» About this task
Each line of the data below that carries the word "cloud" needs to be copied.

» Data provided
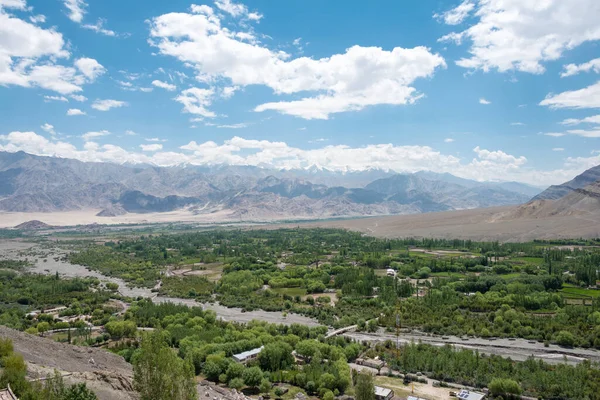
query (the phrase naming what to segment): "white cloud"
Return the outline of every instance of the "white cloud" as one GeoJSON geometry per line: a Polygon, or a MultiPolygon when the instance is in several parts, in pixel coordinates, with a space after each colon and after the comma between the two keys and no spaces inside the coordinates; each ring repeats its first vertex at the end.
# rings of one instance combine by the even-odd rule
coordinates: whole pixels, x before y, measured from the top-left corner
{"type": "Polygon", "coordinates": [[[110,135],[109,131],[99,131],[99,132],[87,132],[87,133],[84,133],[83,135],[81,135],[81,137],[84,140],[88,141],[88,140],[90,140],[92,138],[97,138],[97,137],[102,137],[102,136],[108,136],[108,135],[110,135]]]}
{"type": "Polygon", "coordinates": [[[237,124],[225,124],[225,125],[217,125],[217,128],[225,128],[225,129],[242,129],[247,128],[248,124],[245,122],[240,122],[237,124]]]}
{"type": "Polygon", "coordinates": [[[579,124],[598,124],[600,125],[600,114],[582,119],[569,118],[561,122],[563,125],[579,125],[579,124]]]}
{"type": "Polygon", "coordinates": [[[565,134],[561,133],[561,132],[548,132],[548,133],[544,133],[544,136],[563,137],[563,136],[565,136],[565,134]]]}
{"type": "Polygon", "coordinates": [[[522,123],[522,122],[511,122],[510,124],[511,124],[512,126],[525,126],[525,124],[524,124],[524,123],[522,123]]]}
{"type": "Polygon", "coordinates": [[[225,86],[224,88],[221,89],[221,97],[224,98],[224,99],[229,99],[239,89],[240,89],[239,86],[225,86]]]}
{"type": "MultiPolygon", "coordinates": [[[[262,18],[262,15],[256,12],[248,12],[248,7],[241,3],[234,3],[231,0],[217,0],[215,5],[221,11],[225,11],[234,18],[247,18],[250,20],[258,21],[262,18]]],[[[192,9],[193,11],[193,9],[192,9]]],[[[212,9],[211,9],[212,11],[212,9]]],[[[195,11],[198,12],[198,11],[195,11]]]]}
{"type": "Polygon", "coordinates": [[[86,13],[87,4],[83,0],[64,0],[65,7],[69,10],[69,18],[73,22],[81,23],[86,13]]]}
{"type": "Polygon", "coordinates": [[[162,150],[162,144],[140,144],[142,151],[158,151],[162,150]]]}
{"type": "MultiPolygon", "coordinates": [[[[446,35],[455,41],[471,40],[470,55],[457,61],[464,68],[539,74],[545,71],[543,62],[557,60],[567,50],[600,39],[597,0],[473,0],[473,3],[477,21],[464,31],[446,35]]],[[[450,19],[451,23],[460,21],[463,14],[456,15],[456,19],[450,19]]]]}
{"type": "Polygon", "coordinates": [[[34,24],[43,24],[44,22],[46,22],[46,16],[42,14],[32,15],[31,17],[29,17],[29,20],[34,24]]]}
{"type": "Polygon", "coordinates": [[[104,35],[104,36],[117,36],[115,31],[111,31],[110,29],[104,28],[105,22],[106,22],[105,19],[99,18],[95,24],[85,24],[85,25],[81,25],[81,27],[84,29],[89,29],[90,31],[94,31],[96,33],[100,33],[101,35],[104,35]]]}
{"type": "Polygon", "coordinates": [[[470,0],[465,0],[456,8],[446,11],[442,14],[435,14],[434,18],[443,20],[448,25],[458,25],[463,22],[473,11],[475,4],[470,0]]]}
{"type": "Polygon", "coordinates": [[[56,134],[56,132],[54,131],[54,126],[50,125],[47,122],[44,125],[40,126],[40,128],[42,128],[43,131],[48,132],[51,135],[56,134]]]}
{"type": "Polygon", "coordinates": [[[90,82],[106,72],[106,68],[93,58],[80,58],[75,61],[75,66],[90,82]]]}
{"type": "Polygon", "coordinates": [[[70,116],[70,117],[72,117],[74,115],[85,115],[85,112],[81,111],[78,108],[69,108],[67,110],[67,115],[70,116]]]}
{"type": "Polygon", "coordinates": [[[129,129],[125,131],[125,134],[127,136],[137,136],[137,133],[135,133],[134,131],[129,130],[129,129]]]}
{"type": "Polygon", "coordinates": [[[64,101],[65,103],[69,102],[65,96],[44,96],[44,101],[64,101]]]}
{"type": "Polygon", "coordinates": [[[491,101],[488,101],[488,100],[486,100],[486,99],[484,99],[484,98],[482,97],[482,98],[480,98],[480,99],[479,99],[479,104],[485,104],[485,105],[488,105],[488,104],[492,104],[492,102],[491,102],[491,101]]]}
{"type": "Polygon", "coordinates": [[[572,130],[568,130],[567,132],[570,133],[571,135],[577,135],[577,136],[582,136],[582,137],[586,137],[586,138],[600,138],[600,126],[596,127],[595,129],[592,129],[592,130],[572,129],[572,130]]]}
{"type": "Polygon", "coordinates": [[[563,68],[564,71],[560,74],[562,78],[577,75],[580,72],[594,71],[595,73],[600,74],[600,58],[595,58],[591,61],[579,65],[567,64],[563,68]]]}
{"type": "Polygon", "coordinates": [[[154,88],[151,88],[151,87],[141,87],[140,88],[140,92],[144,92],[144,93],[150,93],[153,90],[154,90],[154,88]]]}
{"type": "Polygon", "coordinates": [[[92,108],[98,111],[108,111],[111,108],[125,107],[127,105],[125,101],[106,99],[94,101],[92,108]]]}
{"type": "Polygon", "coordinates": [[[600,81],[583,89],[550,94],[540,105],[550,108],[600,108],[600,81]]]}
{"type": "Polygon", "coordinates": [[[444,143],[452,143],[452,142],[454,142],[454,139],[452,139],[452,138],[444,139],[444,143]]]}
{"type": "Polygon", "coordinates": [[[75,101],[79,101],[79,102],[84,102],[87,100],[87,97],[81,95],[81,94],[72,94],[71,98],[75,101]]]}
{"type": "Polygon", "coordinates": [[[27,3],[25,3],[25,0],[0,0],[0,9],[2,7],[25,10],[27,3]]]}
{"type": "MultiPolygon", "coordinates": [[[[204,104],[198,109],[202,113],[210,105],[207,99],[219,92],[214,88],[218,85],[262,85],[276,95],[311,93],[299,100],[255,107],[257,112],[275,110],[306,119],[327,119],[333,113],[370,105],[412,104],[422,94],[411,85],[446,66],[440,55],[425,47],[384,50],[352,46],[345,53],[321,59],[292,58],[281,50],[242,41],[237,33],[222,27],[220,17],[212,14],[170,13],[151,21],[151,44],[160,54],[192,66],[197,79],[212,86],[204,89],[211,92],[202,95],[204,104]]],[[[178,98],[181,100],[186,99],[178,98]]],[[[189,108],[186,106],[186,111],[189,108]]]]}
{"type": "Polygon", "coordinates": [[[183,104],[183,110],[190,114],[202,115],[206,118],[214,118],[216,114],[206,107],[212,104],[213,89],[189,88],[181,92],[175,101],[183,104]]]}
{"type": "Polygon", "coordinates": [[[146,142],[166,142],[167,139],[159,139],[159,138],[149,138],[149,139],[144,139],[146,142]]]}
{"type": "Polygon", "coordinates": [[[555,147],[552,149],[552,151],[565,151],[565,149],[562,147],[555,147]]]}
{"type": "Polygon", "coordinates": [[[156,87],[159,87],[159,88],[161,88],[161,89],[168,90],[169,92],[172,92],[173,90],[177,89],[177,86],[175,86],[175,85],[173,85],[173,84],[171,84],[171,83],[167,83],[167,82],[159,81],[158,79],[157,79],[157,80],[154,80],[154,81],[152,81],[152,84],[153,84],[154,86],[156,86],[156,87]]]}
{"type": "Polygon", "coordinates": [[[57,64],[69,56],[54,28],[43,29],[0,11],[0,85],[40,87],[62,95],[80,92],[93,80],[76,67],[57,64]]]}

» Response to the exercise
query (the phrase naming what to segment): "white cloud"
Return the outline of every instance of the "white cloud" as one GeoJSON geometry per line: a Polygon, or a MultiPolygon when the instance is in several parts, in pixel coordinates, with a space after each colon and after the comma between the two keys and no spaces inside the coordinates; each ring repeats its first vertex at the end.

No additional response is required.